● Required work
Write out the whole listing word for word.

[Start of Provided data]

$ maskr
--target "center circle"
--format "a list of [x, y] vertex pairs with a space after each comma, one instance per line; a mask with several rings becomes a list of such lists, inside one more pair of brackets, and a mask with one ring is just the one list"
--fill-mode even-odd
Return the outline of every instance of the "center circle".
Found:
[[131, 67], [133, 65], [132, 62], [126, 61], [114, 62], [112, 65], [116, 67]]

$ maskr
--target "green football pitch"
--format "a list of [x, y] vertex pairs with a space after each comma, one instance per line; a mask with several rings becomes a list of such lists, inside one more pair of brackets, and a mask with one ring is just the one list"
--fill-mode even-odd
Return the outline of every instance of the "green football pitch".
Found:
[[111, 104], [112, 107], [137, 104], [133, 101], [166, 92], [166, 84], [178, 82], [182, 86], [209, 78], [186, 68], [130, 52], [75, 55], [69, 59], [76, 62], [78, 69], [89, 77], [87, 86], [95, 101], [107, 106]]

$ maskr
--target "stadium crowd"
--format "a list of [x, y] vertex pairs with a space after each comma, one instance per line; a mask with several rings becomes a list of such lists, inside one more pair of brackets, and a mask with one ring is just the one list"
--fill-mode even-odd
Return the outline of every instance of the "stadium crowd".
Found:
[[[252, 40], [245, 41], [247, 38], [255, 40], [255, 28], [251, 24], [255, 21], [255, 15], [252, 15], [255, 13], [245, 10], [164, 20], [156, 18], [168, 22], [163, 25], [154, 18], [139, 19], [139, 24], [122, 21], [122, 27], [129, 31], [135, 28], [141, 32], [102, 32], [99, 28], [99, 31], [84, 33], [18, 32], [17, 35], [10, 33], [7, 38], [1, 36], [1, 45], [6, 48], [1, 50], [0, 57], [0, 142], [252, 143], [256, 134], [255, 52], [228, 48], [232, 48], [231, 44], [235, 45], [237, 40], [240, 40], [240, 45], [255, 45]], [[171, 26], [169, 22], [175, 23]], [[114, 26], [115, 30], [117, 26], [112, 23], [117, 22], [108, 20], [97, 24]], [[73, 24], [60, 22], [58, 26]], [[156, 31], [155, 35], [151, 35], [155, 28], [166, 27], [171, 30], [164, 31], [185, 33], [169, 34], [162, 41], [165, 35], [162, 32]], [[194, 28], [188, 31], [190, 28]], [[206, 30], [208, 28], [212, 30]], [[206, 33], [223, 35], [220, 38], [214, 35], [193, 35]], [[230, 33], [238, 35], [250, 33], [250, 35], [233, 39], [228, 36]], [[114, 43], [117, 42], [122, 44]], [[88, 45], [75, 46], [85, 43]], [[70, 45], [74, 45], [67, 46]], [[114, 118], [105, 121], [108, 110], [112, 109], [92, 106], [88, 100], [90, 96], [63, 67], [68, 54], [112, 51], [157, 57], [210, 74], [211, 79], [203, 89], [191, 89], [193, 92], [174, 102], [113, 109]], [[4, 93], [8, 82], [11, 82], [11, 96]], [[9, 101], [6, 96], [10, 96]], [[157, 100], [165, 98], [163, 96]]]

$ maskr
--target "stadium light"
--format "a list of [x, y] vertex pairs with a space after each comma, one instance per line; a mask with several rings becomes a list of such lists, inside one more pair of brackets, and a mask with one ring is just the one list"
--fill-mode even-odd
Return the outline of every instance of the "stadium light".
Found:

[End of Provided data]

● Result
$ maskr
--target "center circle"
--format "a list of [x, y] vertex pairs with a space after each comma, one instance per line; a mask with several rings becomes a list of such lists, inside one more pair of brackets, and a mask with one ring is just the one list"
--fill-mode even-odd
Return the outline of every instance of the "center circle".
Found:
[[131, 67], [133, 65], [132, 62], [126, 61], [114, 62], [112, 65], [116, 67]]

$ maskr
--target "green football pitch"
--format "a list of [x, y] vertex pairs with a space after each comma, one instance per line; a mask with several rings becomes a list of such lists, inside one more pair of brackets, and a mask with one ring is just the one list"
--fill-mode even-odd
Return the outline of every instance of the "green football pitch".
Found:
[[111, 104], [112, 107], [137, 104], [133, 101], [166, 92], [166, 84], [178, 82], [182, 86], [209, 78], [186, 68], [130, 52], [75, 55], [69, 59], [76, 62], [78, 69], [89, 77], [87, 86], [95, 101], [107, 106]]

$ maskr
--target "stadium crowd"
--format "a list of [x, y] vertex pairs with a space after each comma, one instance per line; a mask with several rings becomes a list of such lists, inside one more pair of brackets, and a mask with one ring is just the one list"
--fill-mode even-odd
Return the outline of every instance of the "stadium crowd".
Found:
[[[252, 40], [245, 41], [247, 38], [255, 40], [255, 28], [251, 24], [255, 21], [255, 15], [252, 15], [255, 13], [245, 10], [164, 20], [156, 18], [168, 22], [163, 25], [154, 18], [139, 19], [139, 24], [122, 21], [122, 27], [129, 31], [135, 28], [141, 32], [102, 32], [99, 28], [99, 31], [84, 33], [18, 32], [17, 35], [10, 33], [7, 38], [1, 36], [1, 45], [6, 48], [1, 50], [0, 57], [0, 142], [252, 143], [256, 134], [255, 52], [228, 48], [232, 48], [231, 44], [235, 45], [237, 40], [240, 40], [240, 45], [255, 45]], [[171, 26], [169, 22], [175, 23]], [[114, 26], [115, 30], [117, 26], [112, 23], [117, 22], [108, 20], [97, 24]], [[73, 24], [60, 22], [58, 26]], [[156, 31], [155, 35], [151, 35], [155, 28], [166, 27], [171, 30], [164, 31], [185, 33], [169, 34], [162, 41], [165, 35], [162, 32]], [[194, 28], [188, 31], [190, 28]], [[206, 30], [208, 28], [212, 30]], [[206, 33], [223, 35], [220, 38], [214, 35], [193, 35]], [[230, 33], [238, 35], [250, 33], [250, 35], [233, 39], [228, 36]], [[114, 43], [117, 42], [122, 44]], [[88, 45], [75, 46], [85, 43]], [[70, 45], [74, 45], [67, 46]], [[114, 118], [105, 121], [108, 110], [112, 109], [92, 106], [88, 100], [90, 96], [63, 67], [68, 54], [112, 51], [157, 57], [210, 74], [211, 79], [203, 89], [191, 89], [193, 92], [174, 102], [113, 109]], [[4, 93], [8, 82], [11, 82], [11, 96]], [[9, 101], [6, 96], [10, 96]], [[157, 100], [165, 98], [163, 96]]]

$ maskr
--target "stadium light"
--format "a list of [x, y] vertex pairs with a space after each comma, one instance per line; a mask with several rings becomes a list of such lists, inside one more pair of brackets, and a mask with one ring is just the one list"
--fill-mode even-odd
Return the outline of every instance of the "stadium light".
Found:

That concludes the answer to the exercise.